_What you are asked to do_. Copy each of the lines below word for word, keeping their order. Omit the pictures from your copy.
**** Rows ****
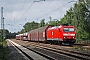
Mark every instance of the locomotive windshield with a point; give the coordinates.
(68, 29)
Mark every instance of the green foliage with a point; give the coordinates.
(79, 16)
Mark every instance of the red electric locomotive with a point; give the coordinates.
(62, 34)
(58, 34)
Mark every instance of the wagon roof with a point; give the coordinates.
(41, 29)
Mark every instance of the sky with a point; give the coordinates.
(18, 12)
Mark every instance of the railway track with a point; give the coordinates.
(43, 57)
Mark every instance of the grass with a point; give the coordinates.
(3, 50)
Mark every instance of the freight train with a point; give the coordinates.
(57, 34)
****
_Task answer_.
Mark every instance of the locomotive windshield with a point; give the coordinates.
(68, 29)
Mark every instance of the green foliage with a point; give the coordinates.
(79, 16)
Mark every instance of the red electric locomotive with a point; give the coordinates.
(62, 34)
(58, 34)
Mark every instance of the wagon roof with a point; give the coordinates.
(41, 29)
Mark every instance of the sky with a point; give the coordinates.
(18, 12)
Mark every instance of the railway track with a point; give the coordinates.
(43, 57)
Mark every instance of the grass with a point; give the coordinates.
(3, 50)
Mark every instance of the freight train with a point; give the coordinates.
(57, 34)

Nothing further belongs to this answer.